Required work: Rewrite the material below, swapping every "one per instance" for "one for each match" and leaving everything else unchanged.

Dataset rows:
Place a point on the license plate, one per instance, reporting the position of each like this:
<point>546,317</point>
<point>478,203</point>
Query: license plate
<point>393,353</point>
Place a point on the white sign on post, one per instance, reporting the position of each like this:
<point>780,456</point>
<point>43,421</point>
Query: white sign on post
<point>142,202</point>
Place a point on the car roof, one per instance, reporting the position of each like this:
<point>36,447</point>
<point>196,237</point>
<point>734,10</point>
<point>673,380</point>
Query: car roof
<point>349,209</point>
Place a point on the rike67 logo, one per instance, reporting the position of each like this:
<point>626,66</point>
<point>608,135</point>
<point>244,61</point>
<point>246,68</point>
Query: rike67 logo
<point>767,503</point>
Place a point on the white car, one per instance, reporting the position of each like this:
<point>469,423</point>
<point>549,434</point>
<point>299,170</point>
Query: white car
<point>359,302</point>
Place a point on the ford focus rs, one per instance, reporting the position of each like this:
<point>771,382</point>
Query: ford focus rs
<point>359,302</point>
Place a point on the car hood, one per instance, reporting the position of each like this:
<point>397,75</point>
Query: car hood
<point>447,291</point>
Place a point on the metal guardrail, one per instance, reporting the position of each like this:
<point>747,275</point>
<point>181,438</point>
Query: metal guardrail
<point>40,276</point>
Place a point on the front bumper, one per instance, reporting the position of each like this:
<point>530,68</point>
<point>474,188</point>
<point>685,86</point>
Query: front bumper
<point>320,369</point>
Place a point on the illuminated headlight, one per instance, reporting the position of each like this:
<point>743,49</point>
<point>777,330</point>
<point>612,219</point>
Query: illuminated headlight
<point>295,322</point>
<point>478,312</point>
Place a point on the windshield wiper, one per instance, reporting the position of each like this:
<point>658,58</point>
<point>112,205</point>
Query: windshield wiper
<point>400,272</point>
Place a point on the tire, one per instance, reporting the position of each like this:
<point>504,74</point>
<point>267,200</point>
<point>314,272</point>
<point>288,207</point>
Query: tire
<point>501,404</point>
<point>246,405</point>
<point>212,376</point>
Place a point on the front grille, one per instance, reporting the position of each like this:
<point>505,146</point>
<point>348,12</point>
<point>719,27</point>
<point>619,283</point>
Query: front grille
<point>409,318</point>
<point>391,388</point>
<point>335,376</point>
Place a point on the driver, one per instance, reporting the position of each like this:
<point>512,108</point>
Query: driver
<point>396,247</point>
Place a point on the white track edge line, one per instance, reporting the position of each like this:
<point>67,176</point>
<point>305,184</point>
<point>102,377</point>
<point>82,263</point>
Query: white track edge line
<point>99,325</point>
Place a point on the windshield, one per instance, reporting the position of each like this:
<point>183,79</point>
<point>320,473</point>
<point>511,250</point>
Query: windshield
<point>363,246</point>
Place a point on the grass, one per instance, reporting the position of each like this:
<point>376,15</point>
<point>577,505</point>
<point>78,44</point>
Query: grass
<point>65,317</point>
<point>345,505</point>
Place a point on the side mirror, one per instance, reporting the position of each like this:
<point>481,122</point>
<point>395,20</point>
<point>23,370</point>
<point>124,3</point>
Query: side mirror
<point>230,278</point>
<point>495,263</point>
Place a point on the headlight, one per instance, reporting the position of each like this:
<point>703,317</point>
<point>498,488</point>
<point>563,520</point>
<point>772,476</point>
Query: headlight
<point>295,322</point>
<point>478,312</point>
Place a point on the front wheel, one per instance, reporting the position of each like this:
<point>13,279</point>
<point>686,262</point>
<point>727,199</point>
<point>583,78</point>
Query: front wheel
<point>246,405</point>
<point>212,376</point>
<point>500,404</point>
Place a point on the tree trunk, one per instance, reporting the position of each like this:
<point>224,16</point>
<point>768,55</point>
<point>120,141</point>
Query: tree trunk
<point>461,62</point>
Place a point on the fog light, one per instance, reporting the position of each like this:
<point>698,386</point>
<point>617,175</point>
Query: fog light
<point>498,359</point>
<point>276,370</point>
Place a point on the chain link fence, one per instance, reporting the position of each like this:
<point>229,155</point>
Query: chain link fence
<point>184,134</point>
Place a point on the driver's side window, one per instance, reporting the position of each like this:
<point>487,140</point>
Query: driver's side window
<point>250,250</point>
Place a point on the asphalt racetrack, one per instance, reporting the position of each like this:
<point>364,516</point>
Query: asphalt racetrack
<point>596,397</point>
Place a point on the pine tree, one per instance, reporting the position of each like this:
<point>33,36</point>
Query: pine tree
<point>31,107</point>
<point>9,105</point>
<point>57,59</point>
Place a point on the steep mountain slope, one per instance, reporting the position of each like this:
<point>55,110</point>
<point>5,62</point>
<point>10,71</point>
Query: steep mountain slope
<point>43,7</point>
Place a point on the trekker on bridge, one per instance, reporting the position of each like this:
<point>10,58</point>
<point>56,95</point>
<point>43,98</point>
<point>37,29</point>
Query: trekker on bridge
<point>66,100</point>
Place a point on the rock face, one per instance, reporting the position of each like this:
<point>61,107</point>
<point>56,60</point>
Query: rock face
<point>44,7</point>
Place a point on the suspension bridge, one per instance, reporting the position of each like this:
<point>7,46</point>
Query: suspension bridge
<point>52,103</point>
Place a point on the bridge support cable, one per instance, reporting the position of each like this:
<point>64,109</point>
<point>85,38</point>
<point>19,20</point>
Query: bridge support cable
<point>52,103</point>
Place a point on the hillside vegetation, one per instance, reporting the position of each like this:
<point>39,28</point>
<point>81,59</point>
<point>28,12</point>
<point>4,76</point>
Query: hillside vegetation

Response:
Place a point on the license plate, one for each match, reporting the position of each like this:
<point>546,317</point>
<point>478,203</point>
Query: license plate
<point>393,353</point>
Place a point on the white sign on post, one for each match, reporting the position of each like this:
<point>780,456</point>
<point>43,421</point>
Query: white sign on post
<point>142,202</point>
Place a point on the car roof, one for each match, reporting the position of each like this:
<point>36,447</point>
<point>196,237</point>
<point>734,10</point>
<point>673,380</point>
Query: car roof
<point>349,209</point>
Place a point on the rike67 logo, one for each match, reporting the position of each like this:
<point>626,66</point>
<point>608,135</point>
<point>244,61</point>
<point>246,68</point>
Query: rike67 logo
<point>767,503</point>
Place a point on the white car, one for each match, reporting the position of each like this:
<point>469,423</point>
<point>549,434</point>
<point>299,170</point>
Query: white car
<point>359,302</point>
Place a point on the ford focus rs, one for each match, reporting the position of each like this:
<point>771,382</point>
Query: ford focus rs
<point>359,302</point>
Place a point on the car hood, one for each match, reporting the position of each like this:
<point>397,75</point>
Query: car hood
<point>447,291</point>
Place a point on the metal guardrail, one for each match, reporting the position of each like this:
<point>747,275</point>
<point>181,438</point>
Query: metal guardrail
<point>40,276</point>
Place a point on the front bumper, one for each match, reporting the position of each like this:
<point>530,68</point>
<point>474,188</point>
<point>685,86</point>
Query: front bumper
<point>320,369</point>
Place a point on the illuminated headlight, one for each match, reporting the position of each like this:
<point>743,49</point>
<point>777,330</point>
<point>612,219</point>
Query: illuminated headlight
<point>295,322</point>
<point>478,312</point>
Place a point on the windshield wiper, one for each match, reporting the position of each like this:
<point>658,58</point>
<point>112,205</point>
Query: windshield wiper
<point>400,272</point>
Place a point on the tire, one for each match, reporting the position of each like this:
<point>504,74</point>
<point>267,200</point>
<point>314,272</point>
<point>288,207</point>
Query: tire
<point>501,404</point>
<point>246,405</point>
<point>212,376</point>
Place a point on the front grille, one for each match, reporting the position of each like this:
<point>505,146</point>
<point>348,12</point>
<point>719,27</point>
<point>619,283</point>
Query: front grille
<point>409,318</point>
<point>391,388</point>
<point>335,376</point>
Place a point on the driver, one for each match, reporting the position of each like this:
<point>512,108</point>
Query: driver
<point>396,247</point>
Place a point on the white track edge line, one for each match, reporting the position of each like this:
<point>67,176</point>
<point>305,184</point>
<point>102,377</point>
<point>82,263</point>
Query: white track edge line
<point>99,325</point>
Place a point on the windshield, one for each match, reporting the position of each like this:
<point>183,79</point>
<point>320,473</point>
<point>511,250</point>
Query: windshield
<point>363,246</point>
Place a point on the grass, one for each match, reporting the position of each like this:
<point>376,15</point>
<point>577,505</point>
<point>78,44</point>
Query: grass
<point>65,317</point>
<point>345,505</point>
Place a point on the side mirror, one for each match, reporting the position of each like this:
<point>481,122</point>
<point>395,20</point>
<point>23,370</point>
<point>124,3</point>
Query: side mirror
<point>230,278</point>
<point>495,263</point>
Place a point on the headlight, one for each match, reporting the position of each like this:
<point>703,317</point>
<point>498,488</point>
<point>563,520</point>
<point>772,476</point>
Query: headlight
<point>295,322</point>
<point>478,312</point>
Place a point on the front wheel, one for each match, reporting the position of each like this:
<point>13,279</point>
<point>686,262</point>
<point>727,199</point>
<point>583,78</point>
Query: front wheel
<point>246,405</point>
<point>212,376</point>
<point>500,404</point>
Place a point on the tree trunk, one for each match, reporting the position of each like this:
<point>224,16</point>
<point>768,55</point>
<point>120,141</point>
Query: tree trunk
<point>461,62</point>
Place a point on the fog light, one for each match, reporting the position of each like this:
<point>698,386</point>
<point>617,175</point>
Query: fog light
<point>498,359</point>
<point>276,370</point>
Place a point on the chain link fence, one for each match, reporting the position of each like this:
<point>229,155</point>
Query: chain link fence
<point>184,134</point>
Place a point on the driver's side window, one for each match, reporting the position of each like this:
<point>487,140</point>
Query: driver's side window
<point>250,250</point>
Place a point on the asphalt racetrack, one for each match, reporting the position of each like this:
<point>364,516</point>
Query: asphalt racetrack
<point>596,397</point>
Place a point on the pine tree, one for each match, reporting the position of each like this:
<point>33,36</point>
Query: pine tree
<point>31,107</point>
<point>9,105</point>
<point>57,59</point>
Place a point on the steep mountain slope, one for each match, reporting the position of each like this:
<point>55,110</point>
<point>5,62</point>
<point>10,71</point>
Query: steep mountain slope
<point>43,7</point>
Place a point on the trekker on bridge, one for each match, reporting the position of each like this:
<point>10,58</point>
<point>56,95</point>
<point>43,98</point>
<point>37,29</point>
Query: trekker on bridge
<point>66,100</point>
Place a point on the rock face, one for each match, reporting the position of each like this:
<point>61,107</point>
<point>56,60</point>
Query: rock face
<point>44,7</point>
Place a point on the suspension bridge, one for each match, reporting the position of each like this:
<point>7,46</point>
Query: suspension bridge
<point>52,103</point>
Place a point on the bridge support cable, one for each match, reporting the position of each like this:
<point>64,109</point>
<point>85,38</point>
<point>19,20</point>
Query: bridge support cable
<point>52,103</point>
Place a point on the hillside vegetation, one for each match, reporting the position of each like this:
<point>39,28</point>
<point>81,59</point>
<point>28,12</point>
<point>4,76</point>
Query: hillside vegetation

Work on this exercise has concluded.